Work instructions.
Within the records, which lines hold the string "balcony"? Report each one by copying it.

═════ Input records ═════

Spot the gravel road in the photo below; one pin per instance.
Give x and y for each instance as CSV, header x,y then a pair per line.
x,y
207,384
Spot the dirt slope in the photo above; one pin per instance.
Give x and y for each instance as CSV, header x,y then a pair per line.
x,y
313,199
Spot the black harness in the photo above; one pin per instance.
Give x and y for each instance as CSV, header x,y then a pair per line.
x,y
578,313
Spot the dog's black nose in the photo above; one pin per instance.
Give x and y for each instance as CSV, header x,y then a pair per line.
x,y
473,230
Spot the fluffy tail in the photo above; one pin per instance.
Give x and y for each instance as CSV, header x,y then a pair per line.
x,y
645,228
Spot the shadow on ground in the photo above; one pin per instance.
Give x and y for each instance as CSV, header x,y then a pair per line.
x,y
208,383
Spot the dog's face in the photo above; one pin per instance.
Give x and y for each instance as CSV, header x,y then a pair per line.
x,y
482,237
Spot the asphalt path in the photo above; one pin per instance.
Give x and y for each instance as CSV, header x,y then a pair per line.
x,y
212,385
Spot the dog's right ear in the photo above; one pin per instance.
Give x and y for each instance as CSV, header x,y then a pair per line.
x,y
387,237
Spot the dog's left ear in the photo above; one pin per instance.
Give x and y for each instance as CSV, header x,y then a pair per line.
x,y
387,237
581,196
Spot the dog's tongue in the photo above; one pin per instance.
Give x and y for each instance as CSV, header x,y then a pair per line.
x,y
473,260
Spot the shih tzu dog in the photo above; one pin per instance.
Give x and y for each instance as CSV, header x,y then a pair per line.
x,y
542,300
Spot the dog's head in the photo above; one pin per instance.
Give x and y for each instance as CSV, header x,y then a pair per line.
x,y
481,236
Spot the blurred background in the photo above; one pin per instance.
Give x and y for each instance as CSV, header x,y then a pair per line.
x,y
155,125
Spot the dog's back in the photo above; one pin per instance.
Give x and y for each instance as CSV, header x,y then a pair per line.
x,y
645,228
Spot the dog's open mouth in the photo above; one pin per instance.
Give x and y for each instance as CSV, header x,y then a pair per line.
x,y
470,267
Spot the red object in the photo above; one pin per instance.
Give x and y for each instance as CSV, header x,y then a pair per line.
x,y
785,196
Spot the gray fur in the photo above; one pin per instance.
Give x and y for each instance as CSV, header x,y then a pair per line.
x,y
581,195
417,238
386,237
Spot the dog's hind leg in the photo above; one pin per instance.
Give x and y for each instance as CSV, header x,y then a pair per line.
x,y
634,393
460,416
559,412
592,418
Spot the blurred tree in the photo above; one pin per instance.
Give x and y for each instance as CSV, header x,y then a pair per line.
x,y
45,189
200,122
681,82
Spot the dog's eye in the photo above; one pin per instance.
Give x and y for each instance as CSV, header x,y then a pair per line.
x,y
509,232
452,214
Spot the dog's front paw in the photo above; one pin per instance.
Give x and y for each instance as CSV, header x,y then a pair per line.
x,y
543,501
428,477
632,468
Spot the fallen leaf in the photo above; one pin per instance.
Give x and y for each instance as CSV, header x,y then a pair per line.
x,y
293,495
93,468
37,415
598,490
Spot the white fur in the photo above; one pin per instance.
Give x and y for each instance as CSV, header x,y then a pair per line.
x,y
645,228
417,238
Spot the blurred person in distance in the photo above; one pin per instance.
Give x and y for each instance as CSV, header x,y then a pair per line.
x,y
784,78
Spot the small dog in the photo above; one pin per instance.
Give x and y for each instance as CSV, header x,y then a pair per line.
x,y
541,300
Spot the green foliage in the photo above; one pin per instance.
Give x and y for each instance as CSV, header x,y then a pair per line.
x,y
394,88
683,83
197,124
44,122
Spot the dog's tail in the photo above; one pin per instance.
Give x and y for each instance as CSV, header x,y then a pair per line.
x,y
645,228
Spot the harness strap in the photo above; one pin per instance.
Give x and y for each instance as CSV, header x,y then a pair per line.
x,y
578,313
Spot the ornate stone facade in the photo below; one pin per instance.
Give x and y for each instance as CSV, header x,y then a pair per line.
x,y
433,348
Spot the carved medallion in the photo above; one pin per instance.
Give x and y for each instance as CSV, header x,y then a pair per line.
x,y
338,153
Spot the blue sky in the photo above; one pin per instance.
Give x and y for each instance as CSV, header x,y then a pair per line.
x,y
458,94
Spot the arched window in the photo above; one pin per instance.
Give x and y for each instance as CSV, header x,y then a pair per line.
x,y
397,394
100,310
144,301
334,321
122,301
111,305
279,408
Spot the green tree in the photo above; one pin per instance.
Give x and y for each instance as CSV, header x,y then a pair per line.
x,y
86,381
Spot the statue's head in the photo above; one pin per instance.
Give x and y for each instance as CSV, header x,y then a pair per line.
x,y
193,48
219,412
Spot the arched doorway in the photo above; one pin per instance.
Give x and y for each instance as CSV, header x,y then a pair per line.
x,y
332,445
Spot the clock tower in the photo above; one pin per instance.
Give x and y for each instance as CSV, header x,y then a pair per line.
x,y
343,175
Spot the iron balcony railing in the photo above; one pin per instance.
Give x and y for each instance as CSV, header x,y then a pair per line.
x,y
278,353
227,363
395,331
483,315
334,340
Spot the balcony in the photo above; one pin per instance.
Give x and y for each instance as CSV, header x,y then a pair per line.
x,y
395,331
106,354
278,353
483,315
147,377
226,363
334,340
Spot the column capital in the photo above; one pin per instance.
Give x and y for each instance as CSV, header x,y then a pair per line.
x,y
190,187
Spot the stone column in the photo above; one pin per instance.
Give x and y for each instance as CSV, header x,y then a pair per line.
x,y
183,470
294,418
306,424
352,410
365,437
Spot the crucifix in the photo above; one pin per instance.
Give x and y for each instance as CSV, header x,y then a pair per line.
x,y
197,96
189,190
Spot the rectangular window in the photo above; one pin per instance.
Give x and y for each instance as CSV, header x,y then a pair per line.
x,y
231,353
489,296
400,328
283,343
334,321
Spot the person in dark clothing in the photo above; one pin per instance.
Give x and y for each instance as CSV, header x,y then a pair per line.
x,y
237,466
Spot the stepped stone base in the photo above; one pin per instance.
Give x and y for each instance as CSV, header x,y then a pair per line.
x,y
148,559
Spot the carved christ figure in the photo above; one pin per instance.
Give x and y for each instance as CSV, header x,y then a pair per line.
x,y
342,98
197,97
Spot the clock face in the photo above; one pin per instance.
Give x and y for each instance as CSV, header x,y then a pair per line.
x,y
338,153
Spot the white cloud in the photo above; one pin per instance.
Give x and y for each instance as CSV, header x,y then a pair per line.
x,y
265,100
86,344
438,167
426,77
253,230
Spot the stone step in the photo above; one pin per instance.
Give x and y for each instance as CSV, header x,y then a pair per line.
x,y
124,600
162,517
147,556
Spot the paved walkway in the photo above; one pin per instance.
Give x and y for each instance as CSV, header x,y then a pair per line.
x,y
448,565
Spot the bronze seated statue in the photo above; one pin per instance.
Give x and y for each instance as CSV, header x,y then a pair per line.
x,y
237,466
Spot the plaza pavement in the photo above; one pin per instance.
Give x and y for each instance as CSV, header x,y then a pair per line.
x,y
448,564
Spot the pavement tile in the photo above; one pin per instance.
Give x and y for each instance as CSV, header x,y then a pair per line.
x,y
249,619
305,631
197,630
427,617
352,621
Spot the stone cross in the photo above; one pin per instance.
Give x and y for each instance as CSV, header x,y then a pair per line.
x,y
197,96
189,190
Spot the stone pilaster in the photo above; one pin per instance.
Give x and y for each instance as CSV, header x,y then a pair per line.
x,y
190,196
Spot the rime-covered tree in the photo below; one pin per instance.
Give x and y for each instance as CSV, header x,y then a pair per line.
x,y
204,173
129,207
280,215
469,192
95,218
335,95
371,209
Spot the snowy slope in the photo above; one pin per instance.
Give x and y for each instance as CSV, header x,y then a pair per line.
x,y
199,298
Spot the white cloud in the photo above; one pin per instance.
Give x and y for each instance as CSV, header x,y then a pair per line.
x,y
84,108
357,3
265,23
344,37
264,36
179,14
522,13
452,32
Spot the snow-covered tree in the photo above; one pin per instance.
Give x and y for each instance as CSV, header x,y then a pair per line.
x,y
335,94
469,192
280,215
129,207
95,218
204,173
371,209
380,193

═════

Task result.
Spot the iron balcony railing in the photo above; one pin per instance.
Spot the balcony in the photo above; one pin per instance.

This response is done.